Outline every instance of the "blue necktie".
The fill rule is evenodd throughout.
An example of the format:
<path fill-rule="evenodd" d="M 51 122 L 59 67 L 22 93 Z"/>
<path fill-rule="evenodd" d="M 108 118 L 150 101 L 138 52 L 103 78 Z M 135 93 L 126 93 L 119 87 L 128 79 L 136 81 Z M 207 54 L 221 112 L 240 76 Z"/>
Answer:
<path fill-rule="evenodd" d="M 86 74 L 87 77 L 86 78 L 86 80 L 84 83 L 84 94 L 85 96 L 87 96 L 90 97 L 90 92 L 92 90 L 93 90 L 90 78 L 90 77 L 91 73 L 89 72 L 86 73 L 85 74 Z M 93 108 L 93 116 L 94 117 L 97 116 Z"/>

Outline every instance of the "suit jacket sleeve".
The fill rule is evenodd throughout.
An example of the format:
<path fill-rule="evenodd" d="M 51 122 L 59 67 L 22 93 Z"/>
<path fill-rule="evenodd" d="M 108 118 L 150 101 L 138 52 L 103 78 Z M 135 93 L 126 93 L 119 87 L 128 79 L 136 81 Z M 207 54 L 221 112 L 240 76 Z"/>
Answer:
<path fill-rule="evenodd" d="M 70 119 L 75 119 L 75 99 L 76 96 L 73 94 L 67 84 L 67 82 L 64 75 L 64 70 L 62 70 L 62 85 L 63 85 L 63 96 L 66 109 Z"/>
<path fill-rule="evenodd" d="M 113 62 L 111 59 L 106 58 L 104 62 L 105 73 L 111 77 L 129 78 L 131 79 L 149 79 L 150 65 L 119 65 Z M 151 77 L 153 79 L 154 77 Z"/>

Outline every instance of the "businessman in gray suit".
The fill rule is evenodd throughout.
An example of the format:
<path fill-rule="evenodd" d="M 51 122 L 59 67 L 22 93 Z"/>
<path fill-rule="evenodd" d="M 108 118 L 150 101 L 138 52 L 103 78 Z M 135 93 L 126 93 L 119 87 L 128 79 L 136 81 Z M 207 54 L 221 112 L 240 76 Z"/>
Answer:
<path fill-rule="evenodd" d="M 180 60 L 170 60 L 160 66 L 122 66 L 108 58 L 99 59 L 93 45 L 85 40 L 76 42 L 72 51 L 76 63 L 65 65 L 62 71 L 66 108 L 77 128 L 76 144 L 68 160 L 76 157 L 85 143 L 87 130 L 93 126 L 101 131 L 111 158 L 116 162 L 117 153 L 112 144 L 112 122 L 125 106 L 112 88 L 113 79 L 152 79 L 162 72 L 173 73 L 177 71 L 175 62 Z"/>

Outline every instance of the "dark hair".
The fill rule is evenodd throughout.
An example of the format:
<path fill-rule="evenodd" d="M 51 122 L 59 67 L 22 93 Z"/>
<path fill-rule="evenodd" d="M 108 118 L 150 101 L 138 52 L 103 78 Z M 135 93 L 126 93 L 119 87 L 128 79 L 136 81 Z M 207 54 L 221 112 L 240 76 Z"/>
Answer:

#### [What you are asked to do]
Restate the data above word for word, please.

#### [The response]
Outline every instance of the "blue necktie".
The fill rule is evenodd throughout.
An example of the format:
<path fill-rule="evenodd" d="M 51 122 L 59 67 L 22 93 Z"/>
<path fill-rule="evenodd" d="M 108 118 L 150 101 L 138 52 L 103 78 Z M 135 93 L 126 93 L 119 87 L 128 79 L 136 81 Z M 207 54 L 221 112 L 240 76 Z"/>
Answer:
<path fill-rule="evenodd" d="M 86 74 L 87 77 L 86 78 L 86 80 L 84 83 L 84 94 L 85 96 L 87 96 L 90 97 L 90 92 L 92 90 L 93 90 L 90 78 L 90 77 L 91 73 L 89 72 L 86 73 L 85 74 Z M 93 108 L 93 116 L 94 117 L 97 116 Z"/>

Outline every instance of the "suit jacket sleeve".
The fill rule is evenodd throughout.
An example of the format:
<path fill-rule="evenodd" d="M 51 122 L 59 67 L 22 93 Z"/>
<path fill-rule="evenodd" d="M 108 118 L 150 101 L 138 52 L 103 78 Z M 135 93 L 126 93 L 119 87 L 128 79 L 136 81 Z M 207 54 L 221 112 L 240 76 Z"/>
Answer:
<path fill-rule="evenodd" d="M 70 119 L 75 119 L 75 99 L 76 96 L 73 94 L 67 84 L 67 82 L 64 75 L 64 70 L 62 70 L 62 85 L 63 85 L 63 96 L 66 109 Z"/>
<path fill-rule="evenodd" d="M 113 62 L 111 59 L 106 58 L 104 62 L 105 73 L 111 77 L 129 78 L 131 79 L 149 79 L 150 65 L 119 65 Z M 151 77 L 153 79 L 154 77 Z"/>

Outline every instance of the "businessman in gray suit".
The fill rule is evenodd throughout.
An example of the format:
<path fill-rule="evenodd" d="M 51 122 L 59 67 L 22 93 Z"/>
<path fill-rule="evenodd" d="M 108 118 L 150 101 L 138 52 L 103 78 Z M 135 93 L 126 93 L 119 87 L 128 79 L 136 81 Z M 207 54 L 221 112 L 240 76 Z"/>
Answer:
<path fill-rule="evenodd" d="M 180 60 L 170 60 L 160 66 L 122 66 L 108 58 L 99 59 L 93 45 L 85 40 L 76 42 L 72 51 L 76 63 L 65 65 L 62 71 L 66 108 L 77 128 L 76 144 L 68 160 L 76 157 L 85 143 L 87 130 L 93 126 L 101 131 L 111 158 L 116 162 L 117 153 L 112 144 L 112 122 L 125 106 L 112 88 L 113 79 L 152 79 L 162 72 L 173 73 L 177 71 L 175 62 Z"/>

Outline every instance of the "dark hair".
The fill rule is evenodd throughout.
An example of the format:
<path fill-rule="evenodd" d="M 51 122 L 59 67 L 22 93 Z"/>
<path fill-rule="evenodd" d="M 108 118 L 150 101 L 138 52 L 103 78 Z M 135 93 L 126 93 L 119 87 L 128 79 L 136 81 Z M 207 54 L 221 112 L 240 76 Z"/>
Answer:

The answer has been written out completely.